# START OF Extract to read

These investments put a lot of pressure on landowners to monetise their land, creating concerns that real estate speculation would remain the driver of value in Decentraland. Meilich hopes that eventually billion-dollar companies could be creating content for the platform. Though they may not be seeking direct monetisation, corporations could see an opportunity to reach tech-savvy crypto enthusiasts. Design contests have also been organised to incentivise the creation of new content on the platform.
The founders of Decentraland want to eventually pull out of the project and leave it in the hands of the community. In theory, this will allow the creation of new economies, where art, clothing, pets, collectibles, education, and an infinity of other goods and services could be traded or exchanged for MANA.
It is, however, hard to imagine that sin stocks or exit scams for crypto will not play a role in the economic development of Decentraland. A red light district is already planned at the border of virtual Vegas. Grey and black market players could exploit the platform to expand their trade. Extremist groups could also infiltrate Decentraland to recruit young people or spread propaganda.

# END OF Extract to read

* Tasks to perform:
a: Answer these questions about the Decentraland passage.
(i) Who does Meilich hope could eventually be creating content for the platform?
(ii) What do the founders of Decentraland eventually want to do with the project?
(iii) Where is a red light district already planned?
b: Copy every line of the records word for word, leaving out the pictures.

# START OF Data entries

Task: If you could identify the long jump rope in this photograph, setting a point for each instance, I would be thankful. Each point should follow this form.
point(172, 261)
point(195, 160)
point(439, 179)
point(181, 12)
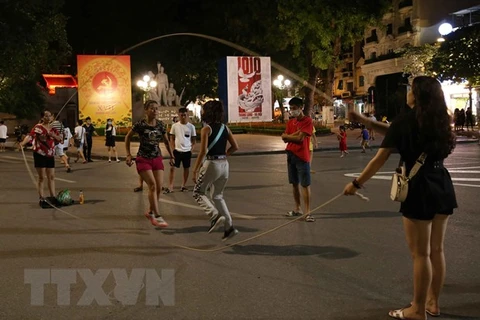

# END OF Data entries

* Written responses:
a:
(i) Billion-dollar companies.
(ii) Pull out of it and leave it in the hands of the community.
(iii) At the border of virtual Vegas.

b:
Task: If you could identify the long jump rope in this photograph, setting a point for each instance, I would be thankful. Each point should follow this form.
point(172, 261)
point(195, 160)
point(439, 179)
point(181, 12)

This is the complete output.